-------- Entries supplied

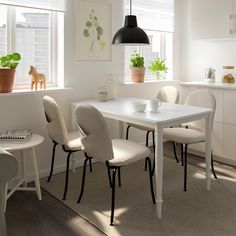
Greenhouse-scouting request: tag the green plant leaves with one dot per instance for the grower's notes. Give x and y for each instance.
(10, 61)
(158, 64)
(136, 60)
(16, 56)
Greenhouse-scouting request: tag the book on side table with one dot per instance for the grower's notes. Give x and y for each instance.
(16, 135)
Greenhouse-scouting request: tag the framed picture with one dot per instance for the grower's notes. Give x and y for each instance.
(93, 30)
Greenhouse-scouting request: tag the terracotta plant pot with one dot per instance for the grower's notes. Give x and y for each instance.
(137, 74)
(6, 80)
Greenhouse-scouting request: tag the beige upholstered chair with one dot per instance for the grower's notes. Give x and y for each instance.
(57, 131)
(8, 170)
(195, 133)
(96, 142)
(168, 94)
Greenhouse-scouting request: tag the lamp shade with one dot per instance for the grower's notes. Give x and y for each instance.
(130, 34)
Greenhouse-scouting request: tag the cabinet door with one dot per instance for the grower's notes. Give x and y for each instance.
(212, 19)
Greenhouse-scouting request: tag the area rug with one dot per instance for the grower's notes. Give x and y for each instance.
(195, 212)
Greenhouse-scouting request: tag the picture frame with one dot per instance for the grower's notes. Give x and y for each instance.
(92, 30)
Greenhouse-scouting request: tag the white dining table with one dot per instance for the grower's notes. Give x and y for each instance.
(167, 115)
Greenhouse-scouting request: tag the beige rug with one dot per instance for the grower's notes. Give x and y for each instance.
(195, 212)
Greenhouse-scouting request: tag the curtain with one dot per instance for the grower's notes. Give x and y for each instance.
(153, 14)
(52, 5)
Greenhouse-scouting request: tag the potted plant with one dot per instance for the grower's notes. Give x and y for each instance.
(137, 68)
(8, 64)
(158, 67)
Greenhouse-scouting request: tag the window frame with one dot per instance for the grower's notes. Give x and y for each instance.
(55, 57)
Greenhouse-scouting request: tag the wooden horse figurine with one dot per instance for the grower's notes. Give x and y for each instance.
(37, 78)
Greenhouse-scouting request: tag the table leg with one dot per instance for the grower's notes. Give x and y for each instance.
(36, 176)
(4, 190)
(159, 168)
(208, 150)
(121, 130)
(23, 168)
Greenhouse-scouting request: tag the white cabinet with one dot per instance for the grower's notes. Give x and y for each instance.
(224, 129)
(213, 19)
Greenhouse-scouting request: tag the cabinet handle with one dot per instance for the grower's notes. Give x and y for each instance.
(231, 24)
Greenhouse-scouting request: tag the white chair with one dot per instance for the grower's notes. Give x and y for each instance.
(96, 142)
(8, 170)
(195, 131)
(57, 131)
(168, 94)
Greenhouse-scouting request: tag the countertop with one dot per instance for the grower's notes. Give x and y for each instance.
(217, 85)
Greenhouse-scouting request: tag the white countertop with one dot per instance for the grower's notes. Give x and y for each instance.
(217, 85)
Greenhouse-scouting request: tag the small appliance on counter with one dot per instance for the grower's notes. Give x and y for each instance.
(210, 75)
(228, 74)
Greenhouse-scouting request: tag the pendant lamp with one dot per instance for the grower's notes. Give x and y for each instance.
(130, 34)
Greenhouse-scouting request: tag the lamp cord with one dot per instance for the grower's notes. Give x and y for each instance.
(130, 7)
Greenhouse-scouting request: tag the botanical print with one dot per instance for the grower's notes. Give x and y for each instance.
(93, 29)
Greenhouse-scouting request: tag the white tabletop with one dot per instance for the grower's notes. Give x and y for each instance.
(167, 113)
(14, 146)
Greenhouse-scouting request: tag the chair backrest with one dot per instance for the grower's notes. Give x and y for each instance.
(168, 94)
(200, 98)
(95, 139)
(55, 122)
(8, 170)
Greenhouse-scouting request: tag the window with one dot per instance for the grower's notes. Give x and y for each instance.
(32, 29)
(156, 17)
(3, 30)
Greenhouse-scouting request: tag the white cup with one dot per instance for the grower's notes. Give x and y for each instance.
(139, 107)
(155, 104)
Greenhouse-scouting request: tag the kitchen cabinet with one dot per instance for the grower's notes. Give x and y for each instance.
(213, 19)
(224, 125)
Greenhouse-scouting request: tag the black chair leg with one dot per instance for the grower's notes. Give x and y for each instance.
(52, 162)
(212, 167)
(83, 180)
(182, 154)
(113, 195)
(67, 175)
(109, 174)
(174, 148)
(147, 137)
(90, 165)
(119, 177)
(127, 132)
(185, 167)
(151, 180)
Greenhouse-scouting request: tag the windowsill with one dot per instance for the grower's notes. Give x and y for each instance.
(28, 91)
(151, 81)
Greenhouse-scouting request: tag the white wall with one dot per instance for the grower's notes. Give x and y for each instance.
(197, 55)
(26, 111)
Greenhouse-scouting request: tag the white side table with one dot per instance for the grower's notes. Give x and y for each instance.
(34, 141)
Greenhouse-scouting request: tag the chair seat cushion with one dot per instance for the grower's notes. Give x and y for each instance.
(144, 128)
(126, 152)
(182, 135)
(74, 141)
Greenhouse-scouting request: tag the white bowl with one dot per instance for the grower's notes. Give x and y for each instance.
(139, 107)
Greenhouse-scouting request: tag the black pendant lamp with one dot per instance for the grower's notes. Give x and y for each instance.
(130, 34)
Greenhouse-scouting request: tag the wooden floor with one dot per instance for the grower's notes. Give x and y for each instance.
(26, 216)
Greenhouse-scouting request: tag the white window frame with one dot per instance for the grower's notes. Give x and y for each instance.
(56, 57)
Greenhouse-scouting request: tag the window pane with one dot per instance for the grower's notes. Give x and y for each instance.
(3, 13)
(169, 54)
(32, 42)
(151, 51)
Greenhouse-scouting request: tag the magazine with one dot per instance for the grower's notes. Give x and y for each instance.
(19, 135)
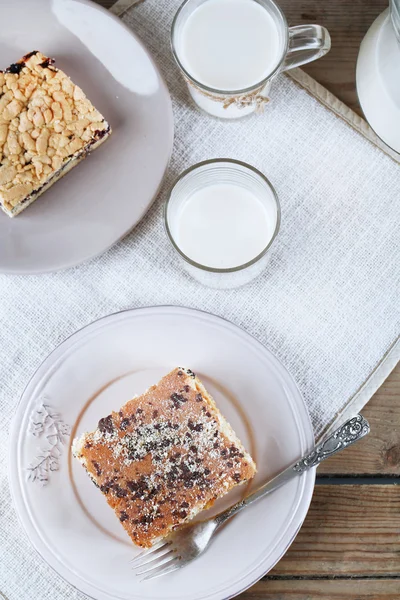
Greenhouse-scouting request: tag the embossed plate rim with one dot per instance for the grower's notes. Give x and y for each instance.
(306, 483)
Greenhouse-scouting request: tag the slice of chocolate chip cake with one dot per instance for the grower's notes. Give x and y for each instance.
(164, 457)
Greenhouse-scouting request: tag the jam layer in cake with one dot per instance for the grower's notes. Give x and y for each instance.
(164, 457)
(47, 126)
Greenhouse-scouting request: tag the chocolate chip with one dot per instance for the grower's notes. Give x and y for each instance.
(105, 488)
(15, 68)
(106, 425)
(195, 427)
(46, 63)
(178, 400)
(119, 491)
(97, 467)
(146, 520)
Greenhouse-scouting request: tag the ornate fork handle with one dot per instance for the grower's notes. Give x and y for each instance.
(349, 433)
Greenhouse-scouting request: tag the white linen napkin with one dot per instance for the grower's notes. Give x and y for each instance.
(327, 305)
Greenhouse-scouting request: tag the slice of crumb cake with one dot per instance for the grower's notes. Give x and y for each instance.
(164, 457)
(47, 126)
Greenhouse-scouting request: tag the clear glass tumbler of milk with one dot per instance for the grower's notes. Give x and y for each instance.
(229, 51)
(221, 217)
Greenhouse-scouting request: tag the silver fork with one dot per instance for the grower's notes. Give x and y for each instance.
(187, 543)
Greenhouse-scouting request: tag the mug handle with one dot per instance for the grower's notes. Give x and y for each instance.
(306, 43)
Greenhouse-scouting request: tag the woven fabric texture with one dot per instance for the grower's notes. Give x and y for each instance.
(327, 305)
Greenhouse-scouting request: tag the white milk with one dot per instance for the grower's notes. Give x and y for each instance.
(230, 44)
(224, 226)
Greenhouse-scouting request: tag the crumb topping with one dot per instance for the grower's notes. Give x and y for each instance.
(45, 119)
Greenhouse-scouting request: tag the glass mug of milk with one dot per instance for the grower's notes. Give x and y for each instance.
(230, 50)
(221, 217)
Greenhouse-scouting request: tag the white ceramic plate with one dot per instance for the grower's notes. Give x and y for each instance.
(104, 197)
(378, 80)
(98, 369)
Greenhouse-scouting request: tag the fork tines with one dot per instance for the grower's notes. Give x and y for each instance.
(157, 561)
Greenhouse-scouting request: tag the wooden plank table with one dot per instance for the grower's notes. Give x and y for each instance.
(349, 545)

----------------

▶ Assigned task: Please copy nothing but the lines from the one that holds "Greenhouse-scouting request: tag the glass" through the last line of the material above, exactly as written.

▶ Written reply:
Greenhouse-scouting request: tag the glass mug of milk with one dot per instance for the grower's notes. Give x and y for each instance.
(230, 50)
(221, 217)
Greenhouse-scouting request: tag the white ceramic plate with one dot per instance for the grower's notes. Give x and y for each instance.
(104, 197)
(378, 80)
(98, 369)
Greenhouse-scouting request: tag the fork tines with one dot per instance for the grower's notes. Give x and y for each instance.
(157, 561)
Greenhouse-scouting request: tag the wooden plank table with one dot per instance for the grower's notes. Give x and y for each instance.
(349, 545)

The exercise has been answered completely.